Source text Block Start
Columbine High School Shooting – 1999

The Columbine massacre was one of the deadliest school shootings in US history, its circumstances and aftermath inflicting untold trauma on American culture.

Eric Harris, aged 18, and Dylan Klebold, 17, armed themselves with homemade bombs, sawn-off shotguns, semi-automatic rifles, pistols and knives. Their objective was an all-out assault on the Columbine

High School in the suburban town of Littleton, outside Denver. They planned a diversionary explosion to draw off emergency services, then they would explode two more bombs inside the school and pick off survivors as they ran. Their intention was to kill hundreds of people, dwarfing the Oklahoma City carnage with an obscene disaster that would forever besmirch American history.

When the two interior bombs fizzled but failed, they swaggered through the school shooting at anything and anyone. It was fun, especially in the packed cafeteria where their terrified peers shrank under the tables hoping to escape notice and make a break for it.

It’s taken a decade of deconstruction for the police, FBI, survivors, victims’ families, public and Michael Moore (who made the seminal film Bowling for Columbine) to reach any kind of cogent explanation for the murders. Prolonged study of video and notebook diaries show that Harris and Klebold had spent a year planning this major atrocity in detail. Columbine School was merely convenient.

They weren’t even seeking fame, they just wanted to hurt as many people as possible. Harris was a clinical psychopath and Klebold a troubled adolescent with a suicidal tendency.
Source text Block End
Extracted entries Block Start
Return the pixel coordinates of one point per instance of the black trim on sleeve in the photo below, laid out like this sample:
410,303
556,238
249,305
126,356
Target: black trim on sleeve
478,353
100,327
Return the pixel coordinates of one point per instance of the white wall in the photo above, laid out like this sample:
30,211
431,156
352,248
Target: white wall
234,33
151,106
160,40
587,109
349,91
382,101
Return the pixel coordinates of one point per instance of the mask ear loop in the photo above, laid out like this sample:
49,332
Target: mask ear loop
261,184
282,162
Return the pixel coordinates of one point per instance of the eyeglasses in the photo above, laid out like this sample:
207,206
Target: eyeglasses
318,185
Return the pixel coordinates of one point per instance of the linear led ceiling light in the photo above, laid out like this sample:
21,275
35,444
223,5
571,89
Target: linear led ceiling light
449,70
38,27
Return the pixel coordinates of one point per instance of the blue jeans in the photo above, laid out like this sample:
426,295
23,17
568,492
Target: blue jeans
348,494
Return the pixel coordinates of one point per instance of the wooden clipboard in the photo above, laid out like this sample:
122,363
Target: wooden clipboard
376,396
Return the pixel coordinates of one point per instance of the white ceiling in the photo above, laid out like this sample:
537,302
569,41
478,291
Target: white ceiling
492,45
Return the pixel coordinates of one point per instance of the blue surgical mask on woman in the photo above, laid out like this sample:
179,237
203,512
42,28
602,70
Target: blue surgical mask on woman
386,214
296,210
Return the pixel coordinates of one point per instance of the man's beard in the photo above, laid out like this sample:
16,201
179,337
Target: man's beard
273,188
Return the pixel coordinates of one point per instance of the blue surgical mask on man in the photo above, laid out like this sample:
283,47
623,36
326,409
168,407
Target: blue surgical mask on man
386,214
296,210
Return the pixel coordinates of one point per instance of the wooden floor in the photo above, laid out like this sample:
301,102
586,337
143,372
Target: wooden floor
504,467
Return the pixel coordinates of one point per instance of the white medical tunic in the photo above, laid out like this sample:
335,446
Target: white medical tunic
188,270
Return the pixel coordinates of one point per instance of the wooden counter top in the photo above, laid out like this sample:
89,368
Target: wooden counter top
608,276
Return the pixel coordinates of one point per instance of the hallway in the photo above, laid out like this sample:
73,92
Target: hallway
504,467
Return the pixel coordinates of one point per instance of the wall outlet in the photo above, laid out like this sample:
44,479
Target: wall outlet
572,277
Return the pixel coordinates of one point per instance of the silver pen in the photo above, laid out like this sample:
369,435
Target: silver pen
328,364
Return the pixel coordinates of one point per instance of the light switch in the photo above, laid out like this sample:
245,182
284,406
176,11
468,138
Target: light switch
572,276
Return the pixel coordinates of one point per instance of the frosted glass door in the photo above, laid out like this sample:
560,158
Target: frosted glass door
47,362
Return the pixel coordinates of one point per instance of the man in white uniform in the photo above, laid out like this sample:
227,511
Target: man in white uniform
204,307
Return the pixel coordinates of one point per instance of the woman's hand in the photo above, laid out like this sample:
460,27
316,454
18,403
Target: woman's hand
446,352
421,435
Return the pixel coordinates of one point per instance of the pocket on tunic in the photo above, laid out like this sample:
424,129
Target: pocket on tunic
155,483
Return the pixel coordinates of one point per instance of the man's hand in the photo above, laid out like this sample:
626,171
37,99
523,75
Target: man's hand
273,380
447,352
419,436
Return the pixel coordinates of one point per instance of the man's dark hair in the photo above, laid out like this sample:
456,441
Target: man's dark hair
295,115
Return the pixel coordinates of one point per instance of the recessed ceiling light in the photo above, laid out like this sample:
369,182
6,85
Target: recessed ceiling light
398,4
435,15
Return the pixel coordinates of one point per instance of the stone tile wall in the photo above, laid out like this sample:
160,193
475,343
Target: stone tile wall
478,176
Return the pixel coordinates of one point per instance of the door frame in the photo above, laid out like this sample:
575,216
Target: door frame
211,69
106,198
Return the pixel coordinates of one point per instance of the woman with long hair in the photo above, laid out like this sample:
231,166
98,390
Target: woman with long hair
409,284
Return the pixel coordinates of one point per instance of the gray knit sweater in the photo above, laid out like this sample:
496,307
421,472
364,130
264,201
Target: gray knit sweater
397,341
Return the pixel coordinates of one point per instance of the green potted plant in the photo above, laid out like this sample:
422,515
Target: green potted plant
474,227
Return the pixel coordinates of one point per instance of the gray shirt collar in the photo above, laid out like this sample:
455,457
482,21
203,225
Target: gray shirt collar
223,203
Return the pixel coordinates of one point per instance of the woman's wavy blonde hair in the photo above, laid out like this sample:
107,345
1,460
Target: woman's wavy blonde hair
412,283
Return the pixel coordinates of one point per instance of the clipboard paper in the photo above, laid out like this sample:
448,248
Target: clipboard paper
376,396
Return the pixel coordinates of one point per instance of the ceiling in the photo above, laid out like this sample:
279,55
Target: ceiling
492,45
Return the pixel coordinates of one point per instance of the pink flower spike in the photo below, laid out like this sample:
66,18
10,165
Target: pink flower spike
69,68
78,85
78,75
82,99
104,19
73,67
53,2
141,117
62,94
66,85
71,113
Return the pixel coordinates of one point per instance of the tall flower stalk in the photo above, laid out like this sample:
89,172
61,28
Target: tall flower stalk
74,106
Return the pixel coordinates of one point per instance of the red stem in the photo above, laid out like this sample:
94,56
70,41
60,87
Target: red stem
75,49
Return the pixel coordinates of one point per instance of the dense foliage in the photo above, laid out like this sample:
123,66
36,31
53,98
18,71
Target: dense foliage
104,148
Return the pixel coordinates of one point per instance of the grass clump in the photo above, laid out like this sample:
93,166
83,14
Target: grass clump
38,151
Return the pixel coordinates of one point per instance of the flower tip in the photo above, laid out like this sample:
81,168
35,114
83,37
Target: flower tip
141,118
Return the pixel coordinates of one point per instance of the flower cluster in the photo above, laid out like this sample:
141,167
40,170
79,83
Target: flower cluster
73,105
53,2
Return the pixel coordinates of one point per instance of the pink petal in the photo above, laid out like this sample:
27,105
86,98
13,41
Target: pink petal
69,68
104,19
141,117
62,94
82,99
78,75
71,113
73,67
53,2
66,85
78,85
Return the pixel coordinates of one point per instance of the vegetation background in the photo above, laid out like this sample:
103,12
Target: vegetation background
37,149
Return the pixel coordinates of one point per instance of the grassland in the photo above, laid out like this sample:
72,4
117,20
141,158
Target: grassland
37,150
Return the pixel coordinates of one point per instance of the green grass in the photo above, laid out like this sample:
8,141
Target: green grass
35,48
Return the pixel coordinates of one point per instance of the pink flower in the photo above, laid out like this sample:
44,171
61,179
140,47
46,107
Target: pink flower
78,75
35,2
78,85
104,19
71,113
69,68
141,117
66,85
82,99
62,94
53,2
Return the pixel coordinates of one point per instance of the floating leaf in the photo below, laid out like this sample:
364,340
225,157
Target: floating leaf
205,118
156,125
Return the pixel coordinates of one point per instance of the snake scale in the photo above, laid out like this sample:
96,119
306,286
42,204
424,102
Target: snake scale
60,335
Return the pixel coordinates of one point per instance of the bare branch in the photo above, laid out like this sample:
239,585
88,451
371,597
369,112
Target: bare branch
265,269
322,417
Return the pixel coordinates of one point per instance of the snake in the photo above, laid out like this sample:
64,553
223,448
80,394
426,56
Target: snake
Extracted entries Block End
Problem to work on.
Please answer these questions from the Columbine text:
1. How old was Dylan Klebold?
2. Near which city is Littleton?
3. How long did Harris and Klebold spend planning the attack?
These lines stand apart from the Columbine text and are separate material.

Exercise output.
1. 17
2. Denver
3. A year